*WHAT NEEDS TO BE DONE*
Pull out every line in the records below that contains the string "target", and copy each one in full. Letter case must match.

*RECORD EXCERPTS*

>>>

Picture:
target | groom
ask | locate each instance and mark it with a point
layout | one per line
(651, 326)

<<<
>>>

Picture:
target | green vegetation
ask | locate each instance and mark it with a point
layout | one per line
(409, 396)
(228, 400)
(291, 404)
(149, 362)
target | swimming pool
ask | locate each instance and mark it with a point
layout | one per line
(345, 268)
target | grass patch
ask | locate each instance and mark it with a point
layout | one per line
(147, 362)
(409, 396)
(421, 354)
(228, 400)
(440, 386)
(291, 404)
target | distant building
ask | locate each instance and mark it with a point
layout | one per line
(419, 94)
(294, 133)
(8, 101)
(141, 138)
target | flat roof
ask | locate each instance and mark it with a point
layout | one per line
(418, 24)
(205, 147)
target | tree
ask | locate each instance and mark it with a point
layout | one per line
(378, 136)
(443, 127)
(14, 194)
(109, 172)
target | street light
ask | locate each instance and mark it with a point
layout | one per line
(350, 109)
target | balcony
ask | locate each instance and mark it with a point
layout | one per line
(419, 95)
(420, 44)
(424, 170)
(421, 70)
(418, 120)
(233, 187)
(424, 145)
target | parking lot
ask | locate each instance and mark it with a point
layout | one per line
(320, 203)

<<<

*RESULT*
target | groom
target | green vegetation
target | swimming pool
target | grass patch
target | distant building
target | flat roof
target | tree
target | street light
target | balcony
target | parking lot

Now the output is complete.